Written instruction: Please copy word for word the part of the Elasticsearch notes starting with "## What is a" and going on through "What is mapping?".

# start of Selected passage

# ElasticSearch, Kibana and FSCrawler
- Elasticsearch is a full text search engine built on Lucene
- Kibana is the interface to the data in Elasticsearch
- FSCrawler helps to index binary documents such as PDF, Open Office, MS Office.

## ElasticSearch use cases
- security/log analytics
- marketing
- operations
- search
![title](img/es.png)

## What is a document and indice?
Documents:
    - Documents are the data
    - Documents have attributes
    - Attributes have values
    - Attributes have types
Incides:
    - Documents are grouped in a index
    - Elasticsearch can hame multiple indices
    - Depending on data, can name indices appropriately

## What is mapping?

# end of Selected passage
# start of Items

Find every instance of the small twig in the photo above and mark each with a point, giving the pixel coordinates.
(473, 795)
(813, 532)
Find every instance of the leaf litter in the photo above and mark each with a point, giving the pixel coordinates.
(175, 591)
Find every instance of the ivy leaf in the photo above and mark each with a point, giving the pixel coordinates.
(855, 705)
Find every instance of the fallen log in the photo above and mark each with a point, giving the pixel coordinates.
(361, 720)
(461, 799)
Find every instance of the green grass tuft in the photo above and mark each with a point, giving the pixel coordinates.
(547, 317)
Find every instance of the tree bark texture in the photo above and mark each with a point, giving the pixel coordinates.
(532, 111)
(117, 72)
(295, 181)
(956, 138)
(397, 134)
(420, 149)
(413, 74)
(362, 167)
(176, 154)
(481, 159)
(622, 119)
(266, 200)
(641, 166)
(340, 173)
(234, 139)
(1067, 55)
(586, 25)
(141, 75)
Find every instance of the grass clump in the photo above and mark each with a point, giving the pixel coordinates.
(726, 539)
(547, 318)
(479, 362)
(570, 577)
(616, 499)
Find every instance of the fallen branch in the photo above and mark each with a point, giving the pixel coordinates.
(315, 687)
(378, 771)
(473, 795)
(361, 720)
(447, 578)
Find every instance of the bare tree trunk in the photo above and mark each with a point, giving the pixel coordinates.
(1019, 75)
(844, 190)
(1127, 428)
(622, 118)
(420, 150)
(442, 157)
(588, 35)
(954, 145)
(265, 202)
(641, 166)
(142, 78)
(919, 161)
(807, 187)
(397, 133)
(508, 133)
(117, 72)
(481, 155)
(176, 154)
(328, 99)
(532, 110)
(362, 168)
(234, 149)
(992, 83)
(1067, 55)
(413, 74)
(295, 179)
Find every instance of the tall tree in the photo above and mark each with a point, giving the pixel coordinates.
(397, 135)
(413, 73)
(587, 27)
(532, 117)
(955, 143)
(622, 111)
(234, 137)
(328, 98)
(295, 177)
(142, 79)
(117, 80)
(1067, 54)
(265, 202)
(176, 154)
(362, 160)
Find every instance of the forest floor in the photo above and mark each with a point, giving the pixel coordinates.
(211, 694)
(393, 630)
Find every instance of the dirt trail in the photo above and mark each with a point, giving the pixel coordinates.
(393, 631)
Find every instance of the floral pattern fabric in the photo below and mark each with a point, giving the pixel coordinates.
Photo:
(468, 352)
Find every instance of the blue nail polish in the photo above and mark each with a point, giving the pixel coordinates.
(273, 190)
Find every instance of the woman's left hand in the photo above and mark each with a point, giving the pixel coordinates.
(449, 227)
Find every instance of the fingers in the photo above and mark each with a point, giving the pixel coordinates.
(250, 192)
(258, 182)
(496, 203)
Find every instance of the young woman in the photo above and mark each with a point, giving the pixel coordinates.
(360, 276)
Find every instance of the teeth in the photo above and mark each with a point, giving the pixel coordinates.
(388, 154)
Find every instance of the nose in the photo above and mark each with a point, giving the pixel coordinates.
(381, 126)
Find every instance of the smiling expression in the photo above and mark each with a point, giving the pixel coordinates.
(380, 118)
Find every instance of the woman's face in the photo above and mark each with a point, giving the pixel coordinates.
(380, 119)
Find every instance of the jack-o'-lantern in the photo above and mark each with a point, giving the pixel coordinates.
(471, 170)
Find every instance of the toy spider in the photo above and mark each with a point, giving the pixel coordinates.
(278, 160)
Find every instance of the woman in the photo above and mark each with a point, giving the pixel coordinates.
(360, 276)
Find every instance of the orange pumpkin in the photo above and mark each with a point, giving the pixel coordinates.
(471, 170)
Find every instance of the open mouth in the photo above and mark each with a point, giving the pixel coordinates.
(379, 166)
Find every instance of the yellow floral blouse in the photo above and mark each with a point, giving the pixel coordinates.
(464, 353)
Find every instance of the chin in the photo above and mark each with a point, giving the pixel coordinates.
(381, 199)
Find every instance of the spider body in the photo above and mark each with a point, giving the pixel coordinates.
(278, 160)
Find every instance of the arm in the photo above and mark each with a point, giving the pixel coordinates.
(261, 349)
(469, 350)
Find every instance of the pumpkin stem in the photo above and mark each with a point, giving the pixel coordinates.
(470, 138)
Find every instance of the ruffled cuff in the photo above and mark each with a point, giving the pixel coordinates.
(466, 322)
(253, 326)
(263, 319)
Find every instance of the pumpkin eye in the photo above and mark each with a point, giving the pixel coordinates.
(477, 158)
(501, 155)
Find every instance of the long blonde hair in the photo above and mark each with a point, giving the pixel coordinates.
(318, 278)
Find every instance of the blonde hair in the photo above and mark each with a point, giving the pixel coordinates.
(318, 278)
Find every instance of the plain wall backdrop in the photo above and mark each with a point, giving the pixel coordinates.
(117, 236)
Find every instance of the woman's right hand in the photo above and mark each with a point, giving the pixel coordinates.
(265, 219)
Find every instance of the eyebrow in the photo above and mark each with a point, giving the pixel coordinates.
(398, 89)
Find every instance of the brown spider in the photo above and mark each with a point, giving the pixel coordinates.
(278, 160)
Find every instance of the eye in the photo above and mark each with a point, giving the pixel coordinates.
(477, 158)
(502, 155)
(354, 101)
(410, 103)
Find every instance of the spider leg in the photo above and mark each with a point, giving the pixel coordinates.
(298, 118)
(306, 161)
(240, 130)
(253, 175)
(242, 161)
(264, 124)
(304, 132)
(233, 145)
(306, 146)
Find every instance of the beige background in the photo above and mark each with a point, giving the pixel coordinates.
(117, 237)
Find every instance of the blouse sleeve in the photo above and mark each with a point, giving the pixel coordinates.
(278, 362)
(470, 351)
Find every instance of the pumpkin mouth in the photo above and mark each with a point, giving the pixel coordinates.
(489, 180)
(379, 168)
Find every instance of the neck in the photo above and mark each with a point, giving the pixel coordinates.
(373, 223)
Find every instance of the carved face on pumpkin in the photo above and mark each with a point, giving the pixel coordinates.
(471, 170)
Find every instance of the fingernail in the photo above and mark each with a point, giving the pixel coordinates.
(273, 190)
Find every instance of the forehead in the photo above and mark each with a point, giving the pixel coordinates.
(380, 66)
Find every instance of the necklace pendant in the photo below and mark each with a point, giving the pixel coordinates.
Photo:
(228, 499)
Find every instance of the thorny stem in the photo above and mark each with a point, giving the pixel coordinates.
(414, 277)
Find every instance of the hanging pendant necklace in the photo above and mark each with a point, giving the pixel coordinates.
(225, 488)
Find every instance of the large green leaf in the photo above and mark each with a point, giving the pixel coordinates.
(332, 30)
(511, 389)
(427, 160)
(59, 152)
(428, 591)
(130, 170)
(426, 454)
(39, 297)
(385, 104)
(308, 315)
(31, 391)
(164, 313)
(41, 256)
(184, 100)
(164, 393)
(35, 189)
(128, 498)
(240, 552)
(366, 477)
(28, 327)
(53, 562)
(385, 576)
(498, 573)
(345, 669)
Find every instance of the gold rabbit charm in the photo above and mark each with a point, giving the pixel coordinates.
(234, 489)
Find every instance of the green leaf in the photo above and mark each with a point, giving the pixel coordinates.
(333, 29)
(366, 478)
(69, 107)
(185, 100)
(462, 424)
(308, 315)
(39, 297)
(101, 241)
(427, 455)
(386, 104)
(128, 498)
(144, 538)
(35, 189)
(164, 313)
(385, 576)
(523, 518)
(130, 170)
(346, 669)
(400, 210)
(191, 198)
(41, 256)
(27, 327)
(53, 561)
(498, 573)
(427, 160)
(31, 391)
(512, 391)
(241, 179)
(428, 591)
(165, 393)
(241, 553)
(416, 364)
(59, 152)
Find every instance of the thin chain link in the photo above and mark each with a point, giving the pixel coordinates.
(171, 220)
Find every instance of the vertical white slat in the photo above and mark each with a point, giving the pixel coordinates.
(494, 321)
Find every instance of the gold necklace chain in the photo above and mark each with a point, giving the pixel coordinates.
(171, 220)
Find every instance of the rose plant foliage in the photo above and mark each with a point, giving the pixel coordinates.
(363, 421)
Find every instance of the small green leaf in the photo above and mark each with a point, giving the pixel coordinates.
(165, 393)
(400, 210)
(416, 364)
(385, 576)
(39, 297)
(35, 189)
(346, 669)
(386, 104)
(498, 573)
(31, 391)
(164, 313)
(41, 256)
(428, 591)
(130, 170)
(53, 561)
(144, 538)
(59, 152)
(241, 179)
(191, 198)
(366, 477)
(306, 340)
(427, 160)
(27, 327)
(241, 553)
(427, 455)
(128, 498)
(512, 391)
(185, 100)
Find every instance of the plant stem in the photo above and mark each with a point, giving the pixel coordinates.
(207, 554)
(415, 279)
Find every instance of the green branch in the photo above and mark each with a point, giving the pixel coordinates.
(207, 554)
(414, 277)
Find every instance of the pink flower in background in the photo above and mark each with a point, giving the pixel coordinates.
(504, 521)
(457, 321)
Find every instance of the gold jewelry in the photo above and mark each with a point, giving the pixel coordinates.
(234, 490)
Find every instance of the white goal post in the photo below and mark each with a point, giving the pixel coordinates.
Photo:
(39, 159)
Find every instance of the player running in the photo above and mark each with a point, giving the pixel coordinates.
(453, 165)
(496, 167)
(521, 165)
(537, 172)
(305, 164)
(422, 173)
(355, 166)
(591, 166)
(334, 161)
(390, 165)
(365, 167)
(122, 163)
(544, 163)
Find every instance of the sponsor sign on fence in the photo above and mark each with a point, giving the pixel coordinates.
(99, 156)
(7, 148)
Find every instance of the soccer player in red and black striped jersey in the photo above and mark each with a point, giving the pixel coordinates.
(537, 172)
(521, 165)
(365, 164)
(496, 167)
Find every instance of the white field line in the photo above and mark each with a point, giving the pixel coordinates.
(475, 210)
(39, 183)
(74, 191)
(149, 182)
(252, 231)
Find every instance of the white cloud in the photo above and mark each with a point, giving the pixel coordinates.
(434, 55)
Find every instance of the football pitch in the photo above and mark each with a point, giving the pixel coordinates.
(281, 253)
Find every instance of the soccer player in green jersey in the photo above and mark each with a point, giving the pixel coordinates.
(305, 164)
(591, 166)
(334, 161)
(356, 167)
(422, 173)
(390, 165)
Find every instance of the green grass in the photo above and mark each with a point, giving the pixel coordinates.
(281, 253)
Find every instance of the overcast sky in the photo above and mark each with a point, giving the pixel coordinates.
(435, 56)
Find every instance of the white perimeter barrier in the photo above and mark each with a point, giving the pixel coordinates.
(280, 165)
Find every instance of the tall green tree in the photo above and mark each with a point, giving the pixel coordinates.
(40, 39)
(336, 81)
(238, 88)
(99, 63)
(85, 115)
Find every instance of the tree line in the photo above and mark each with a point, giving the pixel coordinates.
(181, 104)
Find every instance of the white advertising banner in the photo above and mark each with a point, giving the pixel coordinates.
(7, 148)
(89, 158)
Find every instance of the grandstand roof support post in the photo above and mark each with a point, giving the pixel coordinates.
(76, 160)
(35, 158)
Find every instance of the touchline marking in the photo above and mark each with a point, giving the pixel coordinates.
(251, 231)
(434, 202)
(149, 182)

# end of Items

The reply:
## What is a document and indice?
Documents:
    - Documents are the data
    - Documents have attributes
    - Attributes have values
    - Attributes have types
Incides:
    - Documents are grouped in a index
    - Elasticsearch can hame multiple indices
    - Depending on data, can name indices appropriately

## What is mapping?